_To be done_. Copy the lines below, substituting "overhead fan" for every occurrence of "ceiling fan" and leaving everything else unchanged.

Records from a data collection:

-=-=-

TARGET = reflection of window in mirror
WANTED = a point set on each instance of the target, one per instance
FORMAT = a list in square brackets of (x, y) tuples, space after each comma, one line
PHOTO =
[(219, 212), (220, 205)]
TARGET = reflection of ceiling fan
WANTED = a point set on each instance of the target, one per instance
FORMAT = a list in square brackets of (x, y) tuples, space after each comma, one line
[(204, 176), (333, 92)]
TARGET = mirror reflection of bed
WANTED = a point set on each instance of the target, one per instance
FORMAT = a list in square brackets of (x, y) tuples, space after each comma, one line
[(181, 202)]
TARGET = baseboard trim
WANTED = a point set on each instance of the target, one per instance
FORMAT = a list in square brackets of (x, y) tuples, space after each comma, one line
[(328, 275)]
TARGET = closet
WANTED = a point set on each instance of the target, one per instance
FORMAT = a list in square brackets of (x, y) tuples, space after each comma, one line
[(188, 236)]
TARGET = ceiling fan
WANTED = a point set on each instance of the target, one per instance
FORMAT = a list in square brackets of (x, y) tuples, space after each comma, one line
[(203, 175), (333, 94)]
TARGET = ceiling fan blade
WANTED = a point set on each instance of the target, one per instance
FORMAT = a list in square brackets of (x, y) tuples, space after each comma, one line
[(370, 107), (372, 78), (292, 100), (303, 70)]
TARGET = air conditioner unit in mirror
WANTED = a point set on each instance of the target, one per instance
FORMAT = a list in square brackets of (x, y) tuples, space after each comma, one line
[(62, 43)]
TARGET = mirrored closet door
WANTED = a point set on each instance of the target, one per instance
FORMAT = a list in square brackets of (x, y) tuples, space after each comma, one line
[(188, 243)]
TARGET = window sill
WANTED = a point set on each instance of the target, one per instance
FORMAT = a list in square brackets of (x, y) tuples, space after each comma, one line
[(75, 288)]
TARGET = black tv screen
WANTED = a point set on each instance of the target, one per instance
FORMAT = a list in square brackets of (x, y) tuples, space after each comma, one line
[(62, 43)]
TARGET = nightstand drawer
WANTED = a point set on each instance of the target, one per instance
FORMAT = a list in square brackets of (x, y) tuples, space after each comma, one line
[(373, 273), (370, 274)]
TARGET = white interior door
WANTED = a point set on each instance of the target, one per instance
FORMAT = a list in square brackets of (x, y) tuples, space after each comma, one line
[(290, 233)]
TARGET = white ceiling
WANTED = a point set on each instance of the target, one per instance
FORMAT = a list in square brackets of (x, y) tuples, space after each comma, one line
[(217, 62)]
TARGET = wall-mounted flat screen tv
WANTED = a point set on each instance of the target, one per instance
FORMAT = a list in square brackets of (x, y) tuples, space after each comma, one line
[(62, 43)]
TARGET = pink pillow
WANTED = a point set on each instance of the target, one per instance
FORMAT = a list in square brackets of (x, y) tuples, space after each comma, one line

-=-=-

_Answer below_.
TARGET = reflection of window in mirror
WANTED = a point set on each instance of the target, one per instance
FORMAT = a list in square brackets of (x, y) tuples, space after each comma, one line
PHOTO =
[(219, 212), (220, 205)]
TARGET = reflection of overhead fan
WANTED = a point set on each instance of the target, one per instance
FORMAT = a list in square brackets of (x, y) tuples, space after each comma, one line
[(204, 176), (333, 92)]
TARGET = mirror reflection of bed
WANTED = a point set on each instance of the target, one per instance
FORMAT = a list in square brackets of (x, y) tuples, space after each comma, one line
[(181, 202)]
TARGET = baseboard trim
WANTED = a point set on each instance of the target, one per instance
FORMAT = a list in square brackets of (x, y) tuples, space after each comma, one line
[(328, 275)]
TARGET = closet
WANTED = a point set on each instance of the target, one per instance
FORMAT = a list in square brackets of (x, y) tuples, space after each comma, one line
[(188, 236)]
TARGET = overhead fan
WANTED = a point set on each instance of the target, one per instance
FORMAT = a list in square brackets of (x, y) tuples, space after each comma, one line
[(203, 175), (333, 94)]
TARGET = overhead fan blade
WANTED = a point set on each instance of the target, one per instance
FORMAT = a list in square brackets of (x, y) tuples, space after each comma, one line
[(370, 107), (372, 78), (292, 100), (303, 70)]
TARGET = air conditioner unit in mirror
WANTED = a point set on each instance of the target, one per instance
FORMAT = a list in square brackets of (x, y) tuples, space after each comma, one line
[(62, 43)]
TARGET = mirrored closet door
WANTED = a point set on each instance of the target, one per instance
FORMAT = a list in square brackets of (x, y) tuples, space after each comma, one line
[(188, 243)]
TARGET = window sill
WANTED = a point set on each instance of the target, one per instance
FORMAT = a list in square brackets of (x, y) tuples, space after each comma, one line
[(75, 288)]
TARGET = black tv screen
WANTED = a point set on each instance of the target, one per instance
FORMAT = a list in square brackets of (x, y) tuples, space after each comma, one line
[(62, 43)]
TARGET = nightstand drawer
WANTED = a point set on each instance of the target, one per instance
FORMAT = a list in square brackets of (x, y) tuples, space after each comma, one line
[(373, 273), (370, 274)]
TARGET = white interior door
WANTED = a point set on each instance of the target, one per instance
FORMAT = a list in square brackets of (x, y) tuples, space after each comma, one line
[(290, 233)]
TARGET = white ceiling
WANTED = a point set on each instance of the target, one per instance
FORMAT = a list in square brackets of (x, y) tuples, space after each comma, one line
[(217, 62)]
TARGET = wall-mounted flat screen tv
WANTED = a point set on each instance of the target, one per instance
FORMAT = a list in square brackets of (x, y) tuples, space after each comma, one line
[(62, 43)]
TARGET = pink pillow
WANTED = a point set on each instance of the target, one per instance
FORMAT = a list in square brackets of (x, y) tuples, space after each comma, one line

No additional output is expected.